__WHAT IS BEING ASKED__: Reproduce the complete set of records exactly. No picture is to appear in the copy.
++++ SOURCE DATA ++++
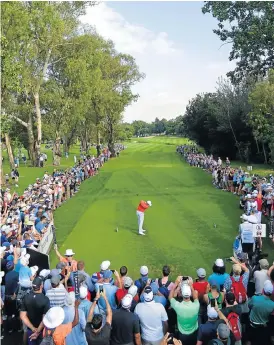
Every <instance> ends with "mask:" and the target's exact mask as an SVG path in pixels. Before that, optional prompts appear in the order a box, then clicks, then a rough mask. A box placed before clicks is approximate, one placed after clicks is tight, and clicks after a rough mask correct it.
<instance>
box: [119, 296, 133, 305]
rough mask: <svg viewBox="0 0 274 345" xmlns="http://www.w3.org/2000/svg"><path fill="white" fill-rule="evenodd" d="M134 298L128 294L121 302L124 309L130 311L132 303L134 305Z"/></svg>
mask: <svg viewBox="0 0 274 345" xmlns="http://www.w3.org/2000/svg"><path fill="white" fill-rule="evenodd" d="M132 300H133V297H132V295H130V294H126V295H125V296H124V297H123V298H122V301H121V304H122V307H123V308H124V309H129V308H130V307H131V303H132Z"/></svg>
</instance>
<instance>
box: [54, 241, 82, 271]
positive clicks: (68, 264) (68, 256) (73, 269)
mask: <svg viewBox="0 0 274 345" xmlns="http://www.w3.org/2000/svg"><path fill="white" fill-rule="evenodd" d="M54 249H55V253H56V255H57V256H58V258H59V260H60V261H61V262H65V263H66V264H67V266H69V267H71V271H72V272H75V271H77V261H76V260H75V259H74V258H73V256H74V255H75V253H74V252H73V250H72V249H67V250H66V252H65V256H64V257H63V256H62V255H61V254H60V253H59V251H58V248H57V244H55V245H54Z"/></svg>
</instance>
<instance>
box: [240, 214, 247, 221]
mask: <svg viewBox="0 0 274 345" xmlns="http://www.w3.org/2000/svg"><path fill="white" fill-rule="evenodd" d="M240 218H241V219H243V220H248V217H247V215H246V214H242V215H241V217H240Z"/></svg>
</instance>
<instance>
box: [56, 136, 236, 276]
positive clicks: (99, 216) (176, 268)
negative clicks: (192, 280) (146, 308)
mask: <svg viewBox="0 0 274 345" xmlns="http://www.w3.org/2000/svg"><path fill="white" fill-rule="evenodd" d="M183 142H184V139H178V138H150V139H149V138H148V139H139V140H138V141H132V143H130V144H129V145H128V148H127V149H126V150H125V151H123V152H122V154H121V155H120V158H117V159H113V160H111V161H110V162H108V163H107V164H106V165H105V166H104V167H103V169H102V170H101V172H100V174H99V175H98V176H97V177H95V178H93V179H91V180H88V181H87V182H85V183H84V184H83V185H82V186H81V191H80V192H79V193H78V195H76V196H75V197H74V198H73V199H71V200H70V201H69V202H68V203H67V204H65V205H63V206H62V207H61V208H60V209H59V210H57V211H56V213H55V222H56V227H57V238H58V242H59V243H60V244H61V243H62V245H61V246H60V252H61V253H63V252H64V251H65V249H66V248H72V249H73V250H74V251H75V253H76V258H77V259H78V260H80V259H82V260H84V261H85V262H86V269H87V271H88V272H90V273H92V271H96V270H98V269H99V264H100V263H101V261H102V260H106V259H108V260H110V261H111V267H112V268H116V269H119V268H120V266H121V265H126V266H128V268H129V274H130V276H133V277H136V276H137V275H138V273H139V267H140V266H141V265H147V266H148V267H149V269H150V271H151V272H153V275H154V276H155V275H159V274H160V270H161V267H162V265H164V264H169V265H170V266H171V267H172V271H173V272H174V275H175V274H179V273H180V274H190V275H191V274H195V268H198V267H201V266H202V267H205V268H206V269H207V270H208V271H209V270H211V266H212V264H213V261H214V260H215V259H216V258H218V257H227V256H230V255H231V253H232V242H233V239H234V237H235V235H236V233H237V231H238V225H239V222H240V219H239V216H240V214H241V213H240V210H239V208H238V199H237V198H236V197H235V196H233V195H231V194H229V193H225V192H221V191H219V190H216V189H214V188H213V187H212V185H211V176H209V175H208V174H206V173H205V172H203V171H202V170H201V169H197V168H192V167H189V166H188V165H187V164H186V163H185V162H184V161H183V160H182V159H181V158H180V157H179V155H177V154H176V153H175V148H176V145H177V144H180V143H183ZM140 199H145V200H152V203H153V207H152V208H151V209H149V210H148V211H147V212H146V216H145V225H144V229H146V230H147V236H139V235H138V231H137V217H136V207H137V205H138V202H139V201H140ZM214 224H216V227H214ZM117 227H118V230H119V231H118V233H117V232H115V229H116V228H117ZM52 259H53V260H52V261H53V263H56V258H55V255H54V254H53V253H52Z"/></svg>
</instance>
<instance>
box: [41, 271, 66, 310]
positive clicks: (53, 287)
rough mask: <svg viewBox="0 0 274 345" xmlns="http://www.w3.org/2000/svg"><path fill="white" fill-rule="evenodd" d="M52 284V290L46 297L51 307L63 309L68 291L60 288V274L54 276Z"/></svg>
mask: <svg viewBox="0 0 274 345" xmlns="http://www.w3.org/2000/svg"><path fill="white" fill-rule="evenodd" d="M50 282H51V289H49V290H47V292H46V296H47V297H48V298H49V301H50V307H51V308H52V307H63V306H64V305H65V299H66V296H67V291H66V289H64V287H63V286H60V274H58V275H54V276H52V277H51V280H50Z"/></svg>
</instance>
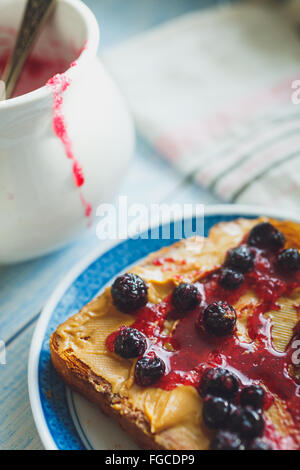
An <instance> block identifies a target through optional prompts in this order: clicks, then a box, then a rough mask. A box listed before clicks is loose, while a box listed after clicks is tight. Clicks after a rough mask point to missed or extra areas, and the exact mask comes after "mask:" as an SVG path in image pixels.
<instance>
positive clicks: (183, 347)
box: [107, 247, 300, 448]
++++
__OUTPUT FOR THIS TASK__:
Every <instance> ends with "mask:" and the target's exact mask as an SVG path in pixels. Before that, optional prompts appear in the order a box, then clicks, then a rough mask. A box placed before clicks is approximate, one placed after clicks is tight, and clicks after a rough mask correct it.
<instance>
box: [119, 296, 133, 305]
rough mask: <svg viewBox="0 0 274 345" xmlns="http://www.w3.org/2000/svg"><path fill="white" fill-rule="evenodd" d="M134 298L128 294L121 302L124 309L130 311L132 303L134 305Z"/></svg>
mask: <svg viewBox="0 0 274 345" xmlns="http://www.w3.org/2000/svg"><path fill="white" fill-rule="evenodd" d="M132 300H133V297H132V295H130V294H126V295H125V296H124V297H123V298H122V301H121V304H122V307H123V308H124V309H129V308H130V307H131V303H132Z"/></svg>
</instance>
<instance>
box: [54, 241, 82, 271]
positive clicks: (68, 264) (68, 256) (73, 269)
mask: <svg viewBox="0 0 274 345" xmlns="http://www.w3.org/2000/svg"><path fill="white" fill-rule="evenodd" d="M54 249H55V253H56V255H57V256H58V258H59V260H60V261H61V262H65V263H66V264H67V266H69V267H71V271H72V272H75V271H77V261H76V260H75V259H74V258H73V256H74V255H75V253H74V252H73V250H72V249H67V250H66V252H65V256H64V257H63V256H62V255H61V254H60V253H59V251H58V248H57V244H55V245H54Z"/></svg>
</instance>
<instance>
box: [240, 214, 247, 221]
mask: <svg viewBox="0 0 274 345" xmlns="http://www.w3.org/2000/svg"><path fill="white" fill-rule="evenodd" d="M240 218H241V219H243V220H248V217H247V215H246V214H242V215H241V217H240Z"/></svg>
</instance>
<instance>
box: [56, 136, 236, 276]
positive clicks: (99, 216) (176, 268)
negative clicks: (192, 280) (146, 308)
mask: <svg viewBox="0 0 274 345" xmlns="http://www.w3.org/2000/svg"><path fill="white" fill-rule="evenodd" d="M183 142H184V139H178V138H150V139H149V138H148V139H139V140H138V141H132V143H130V144H129V145H128V148H127V149H126V150H125V151H123V152H122V154H121V155H120V158H117V159H113V160H111V161H110V162H108V163H107V164H106V165H105V166H104V167H103V169H102V170H101V172H100V174H99V175H98V176H97V177H95V178H93V179H91V180H88V181H87V182H85V183H84V184H83V185H82V186H81V191H80V192H79V193H78V195H76V196H75V197H74V198H73V199H71V200H70V201H69V202H68V203H67V204H65V205H63V206H62V207H61V208H60V209H59V210H57V211H56V213H55V222H56V227H57V238H58V242H59V243H60V244H61V243H62V245H61V246H60V252H61V253H63V252H64V251H65V249H66V248H72V249H73V250H74V251H75V253H76V258H77V259H78V260H80V259H82V260H84V261H85V262H86V269H87V271H88V272H90V273H92V271H96V270H98V269H99V264H100V263H101V261H102V260H106V259H108V260H110V261H111V267H112V268H116V269H119V268H120V266H121V265H126V266H128V268H129V274H130V276H133V277H136V276H137V275H138V273H139V267H140V266H141V265H147V266H148V267H149V269H150V271H151V272H153V275H154V276H155V275H159V274H160V270H161V267H162V265H164V264H169V265H170V266H171V267H172V271H173V272H174V275H175V274H179V273H180V274H190V275H191V274H195V268H198V267H201V266H202V267H205V268H206V269H207V270H208V271H209V270H211V266H212V264H213V261H214V260H215V259H216V258H218V257H227V256H230V255H231V253H232V242H233V239H234V237H235V235H236V233H237V231H238V225H239V222H240V219H239V216H240V214H241V213H240V210H239V208H238V199H237V198H236V197H235V196H233V195H231V194H229V193H225V192H221V191H219V190H216V189H214V188H213V187H212V185H211V176H209V175H208V174H206V173H205V172H203V171H202V170H201V169H197V168H192V167H189V166H188V165H187V164H186V163H185V162H184V161H183V160H182V159H181V158H180V157H179V155H177V154H176V153H175V148H176V145H177V144H180V143H183ZM140 199H145V200H152V203H153V207H152V208H151V209H149V210H148V211H147V212H146V216H145V225H144V229H146V230H147V236H139V235H138V231H137V217H136V207H137V205H138V202H139V201H140ZM214 224H216V227H214ZM117 227H118V230H119V231H118V233H117V232H115V229H116V228H117ZM52 259H53V260H52V261H53V263H56V258H55V255H54V254H53V253H52Z"/></svg>
</instance>
<instance>
box: [41, 271, 66, 310]
positive clicks: (53, 287)
rough mask: <svg viewBox="0 0 274 345" xmlns="http://www.w3.org/2000/svg"><path fill="white" fill-rule="evenodd" d="M52 284V290L46 297L51 307L63 309L68 291L60 288V274L54 276Z"/></svg>
mask: <svg viewBox="0 0 274 345" xmlns="http://www.w3.org/2000/svg"><path fill="white" fill-rule="evenodd" d="M50 282H51V289H49V290H47V292H46V296H47V297H48V298H49V301H50V307H51V308H52V307H63V306H64V305H65V299H66V296H67V291H66V289H64V287H63V286H60V274H58V275H54V276H52V277H51V280H50Z"/></svg>
</instance>
An <instance> block identifies a target through optional prompts in this order: clicks, then a box, then a rough mask. A box listed before clicks is loose, while a box listed after clicks is tight. Clicks after a rough mask point to missed or extra areas, and the exact mask comes after "mask:" as an SVG path in image pixels.
<instance>
positive clicks: (183, 347)
box: [107, 247, 300, 448]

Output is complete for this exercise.